GOALS:
a - Answer each question from the forum thread about telling a partner.
(i) What age does FA117 give for himself?
(ii) What did Webmaster's girlfriend at the time dismiss his attraction to fat women as?
(iii) According to Azrael, how might a thin partner process hearing "I like bigger girls"?
b - Extend the forum thread about telling a partner, starting after its final line.
[start DOCUMENT TEXT]
# How did you tell your significant other?



## FA117 (Jan 2, 2012)

Hi there, I've been looking at these forums for a while now, but this is my first ever post.  

Even through my many times on the forums, I have yet to see a thread addressing how most told their partner that they liked larger men/women. I'm rather young, 19, and I like bigger women, but as of now, I am dating a very thin girl (She's about 5'7" and 105lbs) and I find her beautiful the way she is, and don't get me wrong, I'd like more weight, but I definitely don't want to make her change or anything like that, I just want to get this out in the open now to have a 'No secrets' relationship. 

So basically, how did you all go about this? Maybe hearing from others will get my confidence up to tell her!


----------



## Webmaster (Jan 2, 2012)

FA117 said:


> Hi there, I've been looking at these forums for a while now, but this is my first ever post.
> 
> Even through my many times on the forums, I have yet to see a thread addressing how most told their partner that they liked larger men/women. I'm rather young, 19, and I like bigger women, but as of now, I am dating a very thin girl (She's about 5'7" and 105lbs) and I find her beautiful the way she is, and don't get me wrong, I'd like more weight, but I definitely don't want to make her change or anything like that, I just want to get this out in the open now to have a 'No secrets' relationship.
> 
> So basically, how did you all go about this? Maybe hearing from others will get my confidence up to tell her!



I was in your shoes once. At the time I was still very confused about my preference for fat women. I simply didn't know what it all meant. For all I knew, everyone was desiring something in their dreams, but perhaps there was a big difference between those dreams and real life. I just didn't know.

My attempts at explaining my inner workings to my girlfriend at the time were largely unsuccessful. I probably held back because I didn't want to make her feel like she was not what I wanted as we had a great relationship in most respects. But I was an emerging FA, though I didn't quite know yet what that meant. So I hemmed and hawed, but couldn't really tell her how I felt inside.

When I finally did succeed in telling her that I was really attracted to fat women, she simply didn't believe me and dismissed it as just a quirk. She told me to just go for it and get the quirk out of my system (those were sexually more permissive times). 

Well, it wasn't a quirk. I simply wanted and needed a fat partner in my life. And the rest is history.


----------



## Azrael (Jan 2, 2012)

I'm of the same age and honestly I would never really consider telling them, particularly if you are only starting to get to know a person.

If the women you're dating is thin and you tell her "I like bigger girls" there's a very good chance that someone will process that as "I don't like you since you're small" generally a reaction like that is to be avoided.

Me being me, I'd always take the conflict avoidance way of dealing with this and only talk about it when it can't be ignored anymore and is causing problems.

If you find her beautiful be honest and tell her you find her beautiful.
If you find her sexy be honest and tell her you find her sexy.
[end DOCUMENT TEXT]
[start DATA BLOCK]
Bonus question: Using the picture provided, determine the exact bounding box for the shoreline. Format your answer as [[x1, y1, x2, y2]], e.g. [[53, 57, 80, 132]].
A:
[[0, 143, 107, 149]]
[end DATA BLOCK]
EXERCISE ANSWERS:
a -
(i) 19
(ii) A quirk
(iii) As "I don't like you since you're small"

b -
The only way I'd even consider telling someone something like this is if I judged them to be the type of person who isn't bothered by these sorts of things or if I've known them for quite some time (and feel there's enough trust to say something).

Other than that...I've never really liked the idea of "coming out" to anybody at all really. It is your private business, nobody should really have to be literally told about it.

Just live your life.

But I'm just someone of the same age who doesn't tell people this, as you can tell.


----------



## MadLordOfMilk (Jan 3, 2012)

I try to tell women up-front about it. Particularly if it's a thin girl I'm interested in, I feel like it's something they should know ahead of time. Generally, it gets positive reactions - or, at least, entertaining ones :happy:

How long have you and the girl been dating? If/when you tell her, make sure it's clear you're telling her because you don't want to hide anything from her. Also make sure it's clear that you _do_ find her attractive (I mean, you're in a relationship with her in the first place, right?).

Unfortunately, all the fancy wording in the word still won't prevent some people from assuming you think they're ugly, you wish they were fat, the sky is falling, etc. However, if they're already the type to read too far into what you're saying and always assume the worst... good luck with just about anything, let alone a simple conversation about your sexuality.


----------



## Clonenumber47 (Jan 3, 2012)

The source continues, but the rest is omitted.